Records provided START

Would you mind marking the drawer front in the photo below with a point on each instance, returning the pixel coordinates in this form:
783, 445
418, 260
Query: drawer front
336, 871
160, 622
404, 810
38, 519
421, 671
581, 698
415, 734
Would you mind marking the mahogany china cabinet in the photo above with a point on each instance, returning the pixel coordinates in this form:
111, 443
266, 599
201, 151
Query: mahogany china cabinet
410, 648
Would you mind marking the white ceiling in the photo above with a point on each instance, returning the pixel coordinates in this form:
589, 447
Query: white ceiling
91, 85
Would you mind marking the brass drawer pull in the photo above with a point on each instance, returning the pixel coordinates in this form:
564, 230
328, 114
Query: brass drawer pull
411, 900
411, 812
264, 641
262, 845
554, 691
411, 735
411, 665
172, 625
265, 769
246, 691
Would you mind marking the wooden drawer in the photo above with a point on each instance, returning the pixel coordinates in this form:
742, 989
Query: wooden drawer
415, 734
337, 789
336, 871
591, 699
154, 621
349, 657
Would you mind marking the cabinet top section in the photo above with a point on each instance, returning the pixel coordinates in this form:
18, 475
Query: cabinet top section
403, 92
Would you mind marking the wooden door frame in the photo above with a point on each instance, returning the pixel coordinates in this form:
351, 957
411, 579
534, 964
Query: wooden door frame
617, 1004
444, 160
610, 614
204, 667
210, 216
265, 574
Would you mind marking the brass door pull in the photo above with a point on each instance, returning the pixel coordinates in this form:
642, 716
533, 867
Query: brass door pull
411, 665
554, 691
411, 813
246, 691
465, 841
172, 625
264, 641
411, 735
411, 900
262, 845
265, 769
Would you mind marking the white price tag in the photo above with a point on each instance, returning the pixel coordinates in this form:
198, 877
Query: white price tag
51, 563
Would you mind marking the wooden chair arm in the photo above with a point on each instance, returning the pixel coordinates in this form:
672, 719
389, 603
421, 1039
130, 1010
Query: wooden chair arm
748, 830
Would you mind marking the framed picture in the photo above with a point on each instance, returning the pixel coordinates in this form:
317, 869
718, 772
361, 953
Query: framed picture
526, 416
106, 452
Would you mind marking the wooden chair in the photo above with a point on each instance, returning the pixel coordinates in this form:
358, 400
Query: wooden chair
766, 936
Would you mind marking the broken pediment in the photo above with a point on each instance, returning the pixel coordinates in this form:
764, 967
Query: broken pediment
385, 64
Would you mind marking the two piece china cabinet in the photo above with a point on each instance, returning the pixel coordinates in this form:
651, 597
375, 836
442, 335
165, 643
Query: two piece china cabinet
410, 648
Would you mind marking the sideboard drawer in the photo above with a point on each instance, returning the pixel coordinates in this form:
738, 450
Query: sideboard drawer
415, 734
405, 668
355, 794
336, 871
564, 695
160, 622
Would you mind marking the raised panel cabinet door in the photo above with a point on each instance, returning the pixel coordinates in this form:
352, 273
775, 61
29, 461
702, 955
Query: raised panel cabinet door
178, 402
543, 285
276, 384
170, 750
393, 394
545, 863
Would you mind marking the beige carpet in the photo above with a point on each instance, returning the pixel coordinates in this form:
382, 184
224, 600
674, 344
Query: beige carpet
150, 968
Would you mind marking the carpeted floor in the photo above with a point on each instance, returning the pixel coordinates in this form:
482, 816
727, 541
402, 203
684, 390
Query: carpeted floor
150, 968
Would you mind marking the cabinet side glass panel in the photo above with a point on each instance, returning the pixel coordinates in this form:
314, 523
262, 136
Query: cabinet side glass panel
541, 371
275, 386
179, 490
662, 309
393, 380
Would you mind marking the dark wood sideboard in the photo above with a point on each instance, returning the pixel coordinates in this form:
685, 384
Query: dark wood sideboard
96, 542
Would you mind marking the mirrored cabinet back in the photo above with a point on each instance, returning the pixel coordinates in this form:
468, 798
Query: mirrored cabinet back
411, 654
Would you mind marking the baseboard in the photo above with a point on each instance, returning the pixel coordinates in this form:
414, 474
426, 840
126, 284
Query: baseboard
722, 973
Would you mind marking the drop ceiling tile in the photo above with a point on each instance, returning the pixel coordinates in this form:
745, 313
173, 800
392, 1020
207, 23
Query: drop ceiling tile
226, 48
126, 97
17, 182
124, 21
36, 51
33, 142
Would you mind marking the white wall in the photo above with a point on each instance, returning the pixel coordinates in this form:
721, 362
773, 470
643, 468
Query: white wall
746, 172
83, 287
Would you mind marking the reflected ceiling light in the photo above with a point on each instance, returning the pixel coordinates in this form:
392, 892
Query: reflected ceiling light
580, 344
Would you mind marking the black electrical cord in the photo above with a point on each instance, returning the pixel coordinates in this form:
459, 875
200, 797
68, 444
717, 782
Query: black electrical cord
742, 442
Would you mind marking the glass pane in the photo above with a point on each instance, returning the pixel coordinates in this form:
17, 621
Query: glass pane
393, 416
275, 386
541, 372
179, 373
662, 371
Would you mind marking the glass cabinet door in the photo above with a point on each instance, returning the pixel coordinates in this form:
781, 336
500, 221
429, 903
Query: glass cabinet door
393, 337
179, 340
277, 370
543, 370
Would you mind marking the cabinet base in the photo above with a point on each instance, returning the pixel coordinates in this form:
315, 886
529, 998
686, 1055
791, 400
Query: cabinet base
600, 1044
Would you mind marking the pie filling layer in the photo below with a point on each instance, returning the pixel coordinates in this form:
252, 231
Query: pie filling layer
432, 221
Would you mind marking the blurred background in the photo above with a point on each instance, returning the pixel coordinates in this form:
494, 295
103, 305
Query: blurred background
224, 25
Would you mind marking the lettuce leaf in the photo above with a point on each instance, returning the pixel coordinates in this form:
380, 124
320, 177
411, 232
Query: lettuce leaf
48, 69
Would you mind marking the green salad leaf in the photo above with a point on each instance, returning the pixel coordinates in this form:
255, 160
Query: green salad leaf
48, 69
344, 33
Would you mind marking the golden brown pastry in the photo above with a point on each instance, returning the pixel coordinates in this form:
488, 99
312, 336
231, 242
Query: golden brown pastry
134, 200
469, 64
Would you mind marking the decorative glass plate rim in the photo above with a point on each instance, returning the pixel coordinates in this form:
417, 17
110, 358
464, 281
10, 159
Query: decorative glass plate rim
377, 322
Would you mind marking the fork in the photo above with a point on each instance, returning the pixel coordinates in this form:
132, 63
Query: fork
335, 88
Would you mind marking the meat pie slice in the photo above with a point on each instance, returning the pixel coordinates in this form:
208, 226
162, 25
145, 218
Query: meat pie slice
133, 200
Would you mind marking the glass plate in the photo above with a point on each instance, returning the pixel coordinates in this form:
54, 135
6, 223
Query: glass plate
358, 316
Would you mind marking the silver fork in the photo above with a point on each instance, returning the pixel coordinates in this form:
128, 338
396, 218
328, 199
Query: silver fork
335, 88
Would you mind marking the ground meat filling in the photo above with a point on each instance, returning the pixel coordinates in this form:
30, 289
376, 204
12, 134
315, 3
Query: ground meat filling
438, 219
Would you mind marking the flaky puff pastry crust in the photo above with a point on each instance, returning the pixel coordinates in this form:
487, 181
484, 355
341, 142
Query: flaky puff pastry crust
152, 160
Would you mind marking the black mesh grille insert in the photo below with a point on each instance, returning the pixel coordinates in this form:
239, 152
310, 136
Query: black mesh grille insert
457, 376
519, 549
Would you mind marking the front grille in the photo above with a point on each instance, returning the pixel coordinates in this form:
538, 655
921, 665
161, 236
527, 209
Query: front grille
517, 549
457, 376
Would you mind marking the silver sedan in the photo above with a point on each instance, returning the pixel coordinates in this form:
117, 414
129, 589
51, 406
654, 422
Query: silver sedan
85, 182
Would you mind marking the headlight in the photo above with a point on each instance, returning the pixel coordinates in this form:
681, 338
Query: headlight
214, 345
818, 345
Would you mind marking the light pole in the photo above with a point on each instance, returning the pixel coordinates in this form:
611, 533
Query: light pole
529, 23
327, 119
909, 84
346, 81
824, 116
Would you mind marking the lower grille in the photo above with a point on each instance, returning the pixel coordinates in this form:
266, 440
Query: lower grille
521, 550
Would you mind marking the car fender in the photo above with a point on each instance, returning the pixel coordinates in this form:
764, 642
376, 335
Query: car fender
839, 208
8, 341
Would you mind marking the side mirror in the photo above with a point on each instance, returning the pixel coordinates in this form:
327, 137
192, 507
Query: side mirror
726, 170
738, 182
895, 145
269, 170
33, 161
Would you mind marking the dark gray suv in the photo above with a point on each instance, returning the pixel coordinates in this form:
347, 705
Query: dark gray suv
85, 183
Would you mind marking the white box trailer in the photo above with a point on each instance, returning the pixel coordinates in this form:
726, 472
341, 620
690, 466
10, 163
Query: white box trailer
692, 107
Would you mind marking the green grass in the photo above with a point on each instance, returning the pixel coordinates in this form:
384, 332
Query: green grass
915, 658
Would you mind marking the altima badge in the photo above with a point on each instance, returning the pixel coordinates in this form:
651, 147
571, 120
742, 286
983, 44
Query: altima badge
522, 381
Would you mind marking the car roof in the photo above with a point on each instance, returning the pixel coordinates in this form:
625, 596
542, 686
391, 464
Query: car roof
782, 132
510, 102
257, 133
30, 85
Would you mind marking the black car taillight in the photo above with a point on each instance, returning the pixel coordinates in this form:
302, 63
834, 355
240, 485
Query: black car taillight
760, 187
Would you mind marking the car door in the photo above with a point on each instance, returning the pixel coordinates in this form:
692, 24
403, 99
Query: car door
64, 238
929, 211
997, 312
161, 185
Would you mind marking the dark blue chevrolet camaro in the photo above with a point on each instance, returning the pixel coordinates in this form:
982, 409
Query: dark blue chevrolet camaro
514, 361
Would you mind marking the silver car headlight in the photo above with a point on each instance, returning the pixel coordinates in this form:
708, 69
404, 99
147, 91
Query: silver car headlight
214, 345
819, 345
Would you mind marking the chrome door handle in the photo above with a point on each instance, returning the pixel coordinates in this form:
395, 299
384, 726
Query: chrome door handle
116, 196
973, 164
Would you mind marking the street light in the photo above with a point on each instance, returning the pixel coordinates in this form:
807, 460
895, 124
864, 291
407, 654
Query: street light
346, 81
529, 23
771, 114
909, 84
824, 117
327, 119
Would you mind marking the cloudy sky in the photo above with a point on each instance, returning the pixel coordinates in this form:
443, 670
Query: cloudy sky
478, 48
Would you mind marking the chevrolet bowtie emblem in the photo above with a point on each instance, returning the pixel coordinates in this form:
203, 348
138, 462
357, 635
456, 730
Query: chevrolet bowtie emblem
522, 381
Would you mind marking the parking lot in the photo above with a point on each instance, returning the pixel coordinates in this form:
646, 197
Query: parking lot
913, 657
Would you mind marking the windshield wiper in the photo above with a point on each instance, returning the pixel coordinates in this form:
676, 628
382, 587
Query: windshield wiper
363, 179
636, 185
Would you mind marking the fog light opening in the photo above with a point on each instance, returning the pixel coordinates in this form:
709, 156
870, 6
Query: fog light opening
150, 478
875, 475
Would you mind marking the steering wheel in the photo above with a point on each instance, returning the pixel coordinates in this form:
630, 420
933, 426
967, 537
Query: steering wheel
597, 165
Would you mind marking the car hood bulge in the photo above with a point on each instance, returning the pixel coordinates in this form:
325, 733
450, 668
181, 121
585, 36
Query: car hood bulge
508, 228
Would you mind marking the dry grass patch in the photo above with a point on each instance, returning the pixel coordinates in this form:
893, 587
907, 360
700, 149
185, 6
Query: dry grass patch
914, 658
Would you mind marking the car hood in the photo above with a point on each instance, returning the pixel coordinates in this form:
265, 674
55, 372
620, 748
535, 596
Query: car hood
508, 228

Records provided END

All lines in the preceding records that hold the word "below" need to be copied.

**Result of the exercise**
Would you mind marking the drawer front in the photo below with a point on each instance, returning the pixel coordinates in this form:
Would you mind marking the pie filling layer in the photo below with a point on each instance, returning the pixel coordinates in this form:
Would you mind marking the black mesh grille insert in the photo below with a point on each instance, returning the pixel coordinates in this form:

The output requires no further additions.